Over the years, while living on the Greek island of Syros (the administrative capital of the Cycladic group of islands – Kyklades in Greek), I had heard from various travelers how enchanting and unique the island of Serifos was.
It was said to have an ‘exquisite dreamlike quality’. Not so far away from Syros, it is in a chain that forms the western Cyclades.
The Western Cyclades

There are six main islands forming this western arc, including Kea in the north, adjoining mainland Attica, down to Milos in the south, a distance of approximately 120 km. The others are Kythnos, Serifos, Sifnos and Kimilos.
In recent years, I have been fortunate enough to visit all but one from my home on Syros. While they are all similar in topography, being rocky barren outcrops in the royal blue Aegean Sea, they all have their own unique characteristics and charm.
The only island I had not visited was the alluring Serifos, in the center of this group. It can be seen from the southern end of Syros, approximately 30 nautical miles away.
Serifos is medium-sized by Greek island standards, roughly circular in shape, with an area of 75 km2 (29 sq mi). Its highest elevation is 585 meters (location of the Chapel of Profit Ilias), and has a permanent population of approximately 1,300 people.
It is known as the Iron Lady of the Cyclades because of its extensive iron ore and copper deposits. The mines closed in the 1960s, and it now depends on tourism and small-scale agriculture.
Journey to Serifos

So, to satisfy my curiosity, I boarded the small Hellenic Seaways ferry ‘Artemis’ early on a warm September morning. The four-hour trip down to Serifos, with a brief stop at Paros on the way, cost just 8 euros.
As the ferry enters the small port of Livadi, at the southern end of Livadi bay on the southeast coast, an extraordinary panorama emerges high above. It is the brilliant white Chora (Serifos Town) shimmering atop a mountain five kilometers away. Many consider it the most striking Chora in the Cyclades.
Most Cycladic islands have one, being a village or town on top of a mountain, overlooking their ports and harbors. They were deliberately built high up, offering protection from lazy marauding pirates of days gone by.
Apparently, these pirates of yesteryear were more at home on water and so couldn’t be bothered with steep mountain climbs.
Exploring Livadi and Surroundings

Livadi bay opens out to the north, providing a superb, large sandy beach (Avlomonas) approximately one km in length. Because of its elevated amphitheater effect, the bay offers excellent protection from the strong prevailing north winds. (Eighty percent of winds in the Cyclades come from the north.)

________________________________________

→ **WHAT TO DO**:
1. Translate this sentence from the text about Serifos into Spanish: "It is known as the Iron Lady of the Cyclades because of its extensive iron ore and copper deposits."
2. Proceed with the text about Serifos, picking up after its last sentence.
The records that follow have no connection to the text about Serifos.

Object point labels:
________________________________________

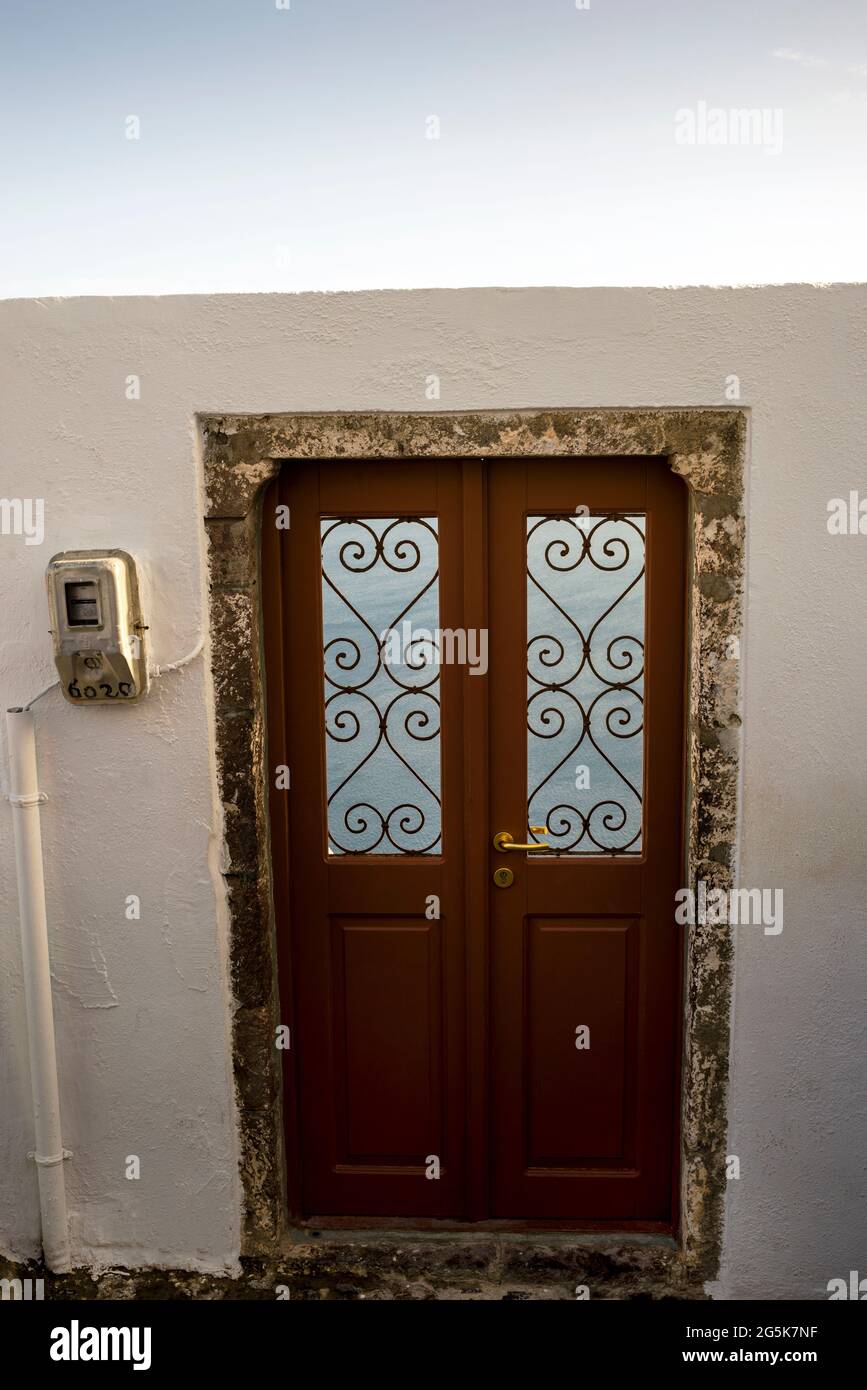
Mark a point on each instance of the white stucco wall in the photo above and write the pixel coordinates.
(142, 1007)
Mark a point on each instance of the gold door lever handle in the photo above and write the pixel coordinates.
(503, 841)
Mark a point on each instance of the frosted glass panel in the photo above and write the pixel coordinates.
(380, 620)
(585, 662)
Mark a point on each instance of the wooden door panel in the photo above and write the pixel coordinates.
(388, 1025)
(587, 1136)
(452, 1033)
(377, 982)
(581, 973)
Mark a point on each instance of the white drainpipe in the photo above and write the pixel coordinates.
(49, 1154)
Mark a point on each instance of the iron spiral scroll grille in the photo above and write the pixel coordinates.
(585, 663)
(380, 622)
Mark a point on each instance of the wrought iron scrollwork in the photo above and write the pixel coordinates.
(381, 715)
(585, 681)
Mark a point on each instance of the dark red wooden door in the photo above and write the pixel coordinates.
(587, 740)
(456, 649)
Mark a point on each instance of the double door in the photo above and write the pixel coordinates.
(475, 685)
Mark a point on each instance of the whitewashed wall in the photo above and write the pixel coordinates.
(142, 1007)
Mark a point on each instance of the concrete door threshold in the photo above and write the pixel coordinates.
(482, 1265)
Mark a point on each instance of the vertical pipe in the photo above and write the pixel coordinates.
(24, 797)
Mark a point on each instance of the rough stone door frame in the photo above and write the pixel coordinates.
(707, 449)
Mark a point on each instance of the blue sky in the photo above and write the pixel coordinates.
(288, 149)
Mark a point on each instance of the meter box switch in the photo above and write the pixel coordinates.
(97, 627)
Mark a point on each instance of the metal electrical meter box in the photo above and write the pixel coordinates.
(96, 626)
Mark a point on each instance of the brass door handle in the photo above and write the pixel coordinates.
(503, 841)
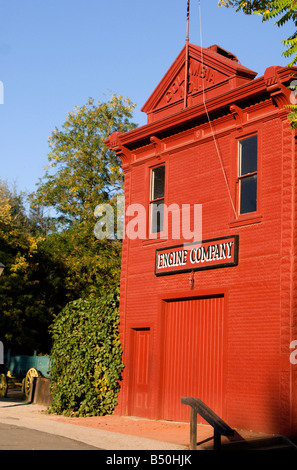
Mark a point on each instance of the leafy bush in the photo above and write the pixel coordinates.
(86, 357)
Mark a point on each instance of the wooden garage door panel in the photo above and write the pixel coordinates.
(194, 344)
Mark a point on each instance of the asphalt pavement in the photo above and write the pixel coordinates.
(26, 426)
(20, 438)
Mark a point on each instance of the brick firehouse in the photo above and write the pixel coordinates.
(212, 317)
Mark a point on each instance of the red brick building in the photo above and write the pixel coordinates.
(219, 323)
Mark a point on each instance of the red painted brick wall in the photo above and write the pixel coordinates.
(260, 292)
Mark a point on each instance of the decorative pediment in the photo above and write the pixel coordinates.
(209, 71)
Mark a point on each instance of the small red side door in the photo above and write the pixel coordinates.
(139, 392)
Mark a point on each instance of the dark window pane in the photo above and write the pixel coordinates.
(158, 182)
(157, 217)
(248, 155)
(248, 194)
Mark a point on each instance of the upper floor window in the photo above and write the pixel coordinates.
(157, 199)
(247, 175)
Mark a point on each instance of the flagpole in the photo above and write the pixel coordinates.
(187, 56)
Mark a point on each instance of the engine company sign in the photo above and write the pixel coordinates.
(197, 256)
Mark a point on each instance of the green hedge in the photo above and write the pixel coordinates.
(86, 357)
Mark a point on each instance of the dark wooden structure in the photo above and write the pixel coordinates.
(219, 426)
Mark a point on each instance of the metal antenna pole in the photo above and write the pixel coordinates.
(187, 57)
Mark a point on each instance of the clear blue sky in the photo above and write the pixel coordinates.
(55, 54)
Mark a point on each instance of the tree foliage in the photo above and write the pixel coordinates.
(82, 171)
(86, 357)
(47, 243)
(31, 288)
(282, 11)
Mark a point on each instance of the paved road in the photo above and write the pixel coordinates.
(20, 438)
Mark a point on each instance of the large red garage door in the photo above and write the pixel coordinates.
(193, 355)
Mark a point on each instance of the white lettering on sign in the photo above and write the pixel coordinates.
(198, 75)
(208, 254)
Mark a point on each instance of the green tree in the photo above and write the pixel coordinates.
(31, 286)
(86, 357)
(281, 11)
(82, 174)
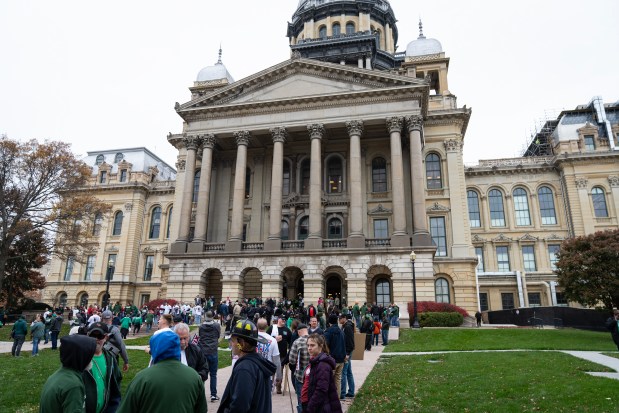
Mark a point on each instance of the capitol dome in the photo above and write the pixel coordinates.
(423, 46)
(216, 72)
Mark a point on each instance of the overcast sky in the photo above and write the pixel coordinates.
(106, 75)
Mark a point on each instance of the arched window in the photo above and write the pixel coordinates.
(169, 222)
(433, 171)
(303, 228)
(196, 186)
(546, 206)
(155, 223)
(305, 177)
(441, 290)
(599, 202)
(334, 175)
(284, 234)
(322, 32)
(379, 175)
(473, 203)
(521, 207)
(497, 213)
(335, 228)
(247, 182)
(118, 223)
(383, 292)
(286, 179)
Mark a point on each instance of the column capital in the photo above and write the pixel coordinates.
(242, 137)
(192, 142)
(316, 130)
(414, 122)
(209, 140)
(394, 124)
(279, 134)
(355, 127)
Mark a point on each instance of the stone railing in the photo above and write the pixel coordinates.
(219, 246)
(377, 242)
(334, 243)
(292, 245)
(253, 246)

________________________________________

→ **EXPECTED RESPONSES**:
1. Se la conoce como la Dama de Hierro de las Cícladas debido a sus extensos yacimientos de mineral de hierro y cobre.

2.
Anchored in the harbor were numerous yachts and motorboats. The water here is classic Aegean blue—clean and inviting with many beachcombers about.
We arrived around midday. I strolled from the port through the busy waterfront of Livadi town to find my Pension, Delfini Rooms, about halfway around the bay.
It was all better than I had expected. It had a busy touristy vibe with a wide pedestrian promenade alongside moored yachts. The lovely, warm day, with a stunning beach beckoning, enhanced my excitement.
A new island adventure, an uplifting ethereal feeling, I have experienced many times before in Greece.
When visiting these wonderful Greek islands, I always take my swimming goggles and snorkel. Swimming and hiking the mountain trails are my favorite pastimes. Serifos has a lot of both to offer.
Serifos Town – Chora

That evening, I ventured up to the alluring Chora on the small island bus, a 10-minute ride for 2 euros.
The view back down over the port and Livadi Bay is stunning. To the south, the neighboring island of Sifnos can be seen. I had been there two years earlier in similar circumstances.
Serifos Town is fascinating with its unique Cycladic white architecture and enchanting alleyways. Several iconic churches serve as magnets, seeming to hold this hilltop place together.
It was very busy with tourists like me enjoying the sunset. Its unique traditional charm is on display.
However, the many craft shops, bars, and tavernas slightly detract from its Greek authenticity. Still, it’s always a wonderful experience.
I chatted with a group of ten Americans in a rooftop bar. They were chartering a large catamaran yacht, sailing around the islands for three weeks. They were exuberant and full of the joys that travel provides.
Good fun and boisterous, American tourists always add something to the scene. We have an affinity, us Aussies and Yanks. I guess being Anglo-Saxon from the same colonial past helps.
Also joining in the chat were two English ladies from Newcastle, on the first day of their two-week holiday. While more reserved, they were equally excited to be on top of a Greek island, enjoying the stunning sunset, with an Aperol Spritz in hand.
The two English ladies and I left the large American group and headed to a nearby Taverna to enjoy a traditional Greek island meal.
When settled at our table, who should burst noisily through the door but our new American friends. By this stage, there was much back-slapping camaraderie as they occupied a large table close by.
The traditional local dishes were excellent and the Kokino Crassi (red wine) was even better.
Beaches of Serifos

The free promotional booklet about the island said that “Psili Ammos beach has been granted first prize among the twenty most beautiful beaches in Europe.” Wow, that is a big statement, so it was a must-see.
The following day started with a glorious early morning swim across the road from my pension room.
Excited by the thought of a new adventure, I set off for a one-hour hike north, in search of this paradise called Psili Ammos. The walk on the sealed black bitumen road was hot and challenging. There were several steep hills to climb before descending onto the beach.
Maybe it’s because I have been to many stunning beaches throughout Greece over the years, or because it was a very windy day, but I felt a tad cheated when arriving at Psili Ammos.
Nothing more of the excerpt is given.